TASK DIRECTIONS
Render every line of the items below as a JSON list of strings, one string per line, and leave out any blank lines.

ENTRIES PROVIDED
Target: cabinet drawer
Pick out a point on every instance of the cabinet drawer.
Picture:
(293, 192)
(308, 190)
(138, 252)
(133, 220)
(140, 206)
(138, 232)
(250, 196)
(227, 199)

CORRECT RESULT
[
  "Target: cabinet drawer",
  "Pick out a point on every instance of the cabinet drawer.",
  "Picture:",
  "(293, 192)",
  "(308, 190)",
  "(138, 252)",
  "(133, 220)",
  "(140, 206)",
  "(138, 232)",
  "(250, 196)",
  "(227, 199)"
]